### PAGE TEXT

To Be a God or Not to Be

I have recently relocated back to the mainland after 5 years in Hawaii. Some might say it was a mad decision. Occasionally I think so myself. Yet I also know that it was time to get back into the flow of life.

Within Buddhism there are said to be various realms in which beings live. There is suffering within all realms until one attains the mind of a Buddha, transcending all deluded perceptions and beliefs that lock one into the other realms.

The suffering of the God realm is unique. Life within the God realm is perfect. There is tremendous pleasure and enjoyment all the time. Suffering is experienced as the fear of eventually exhausting the good karma that gained one entry into the God realm and having to fall to a lower realm of less comfort and enjoyment.

The suffering of the human realm is said to be busy-ness and poverty (the belief in lack, however much material or other wealth there may actually be).

Well I can only say that my life definitely resembles that accusation. I definitely feel that I have left a land of milk and honey to return to a place where everyone is constantly busy and trying to get ahead financially, no matter how well they are currently doing. Actually they are trying to get ahead in all respects, trying to more fully present an image to themselves and the world around them that says, "Perfect in every way. I have a perfect life."

So my challenge here is not to fall into that. You might say then, why leave the God realm at all? Well I can't say I had run out of good karma, as certainly my transition to this place has been just as blessed as my transition to Hawaii was 5 years ago. It is more the recognition that the aspiration of my spiritual path is not to live as a God.

That may sound obvious, but for many people if they actually look at what it is they hope their spiritual practice will get them, they will see that it is unending pleasure and freedom from pain. They aspire to live as Gods, whether in a place like Hawaii or among the mere mortals where they currently reside.

Yet the life of a Buddha is not necessarily comfortable, in the way of creature comforts. Maybe there is beauty, wealth, spaciousness, the best foods, personal transportation, etc. within one's life as an awakened one, but maybe not. It is irrelevant to the Buddha. It is not the aspiration of the path to be more comfortable than one was before awakening. It is the aspiration simply to live with an unwavering awareness of the Truth.

This Truth includes the recognition of one's perfect love for all that is, one's perfect oneness with all that is, one's complete satisfaction within each and every moment with whatever is. So there is peace, and joy, and an appreciation of beauty, but only by the standards of a Buddha -- not necessarily by our everyday human standards.

So I am shaking off my false interest in awakening and embracing a sincere commitment to awakening. Not that I think I'm going to be waking up tomorrow morning in a Buddha experience, but that I am clearly making choices that support that instead of ones that support the aim of worldly joy and comforts.

I write this because I think it is worthwhile for anyone on the spiritual path to do a personal assessment of exactly what it is they practice for. What is your aspiration? Don't assume. Really think about what it is you are meditating for, or living where you live for, or reading all those books and going to all those teachings hoping to get, be, or experience.

What would you change if you saw a need for an adjustment of how you live so that it is more fully in alignment with what you choose to do with this lifetime?

### INFORMATION SHOWN

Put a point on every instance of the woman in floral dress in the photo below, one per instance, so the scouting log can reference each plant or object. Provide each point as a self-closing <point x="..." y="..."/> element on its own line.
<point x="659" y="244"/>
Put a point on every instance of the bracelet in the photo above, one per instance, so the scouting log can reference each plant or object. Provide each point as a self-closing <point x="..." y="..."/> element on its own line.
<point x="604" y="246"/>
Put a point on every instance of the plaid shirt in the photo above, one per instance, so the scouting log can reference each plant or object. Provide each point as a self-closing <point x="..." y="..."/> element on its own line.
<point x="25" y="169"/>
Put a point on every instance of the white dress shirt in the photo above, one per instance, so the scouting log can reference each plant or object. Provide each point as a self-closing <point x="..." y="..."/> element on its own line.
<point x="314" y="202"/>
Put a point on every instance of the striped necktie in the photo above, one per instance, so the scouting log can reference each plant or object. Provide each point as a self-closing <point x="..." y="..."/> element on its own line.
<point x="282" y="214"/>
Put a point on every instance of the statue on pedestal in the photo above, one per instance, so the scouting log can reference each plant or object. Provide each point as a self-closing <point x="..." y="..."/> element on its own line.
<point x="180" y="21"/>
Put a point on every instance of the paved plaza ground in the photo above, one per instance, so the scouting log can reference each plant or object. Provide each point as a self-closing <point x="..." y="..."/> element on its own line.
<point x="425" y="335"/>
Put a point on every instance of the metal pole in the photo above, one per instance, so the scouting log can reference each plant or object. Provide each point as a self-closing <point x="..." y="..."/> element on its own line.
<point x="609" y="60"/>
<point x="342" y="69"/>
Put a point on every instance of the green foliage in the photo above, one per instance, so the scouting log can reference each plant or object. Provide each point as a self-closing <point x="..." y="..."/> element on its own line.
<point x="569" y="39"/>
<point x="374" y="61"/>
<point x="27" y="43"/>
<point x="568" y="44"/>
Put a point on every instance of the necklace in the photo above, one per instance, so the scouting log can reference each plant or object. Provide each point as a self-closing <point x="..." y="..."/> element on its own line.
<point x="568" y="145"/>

### WHAT THE TASK REQUIRES
Please list the things the essay on the God realm names as possibly present in the life of an awakened one, in the sentence beginning "Maybe there is beauty". You can set the lines aside; they aren't needed here.

### SOLVED EXERCISE
- Beauty
- Wealth
- Spaciousness
- The best foods
- Personal transportation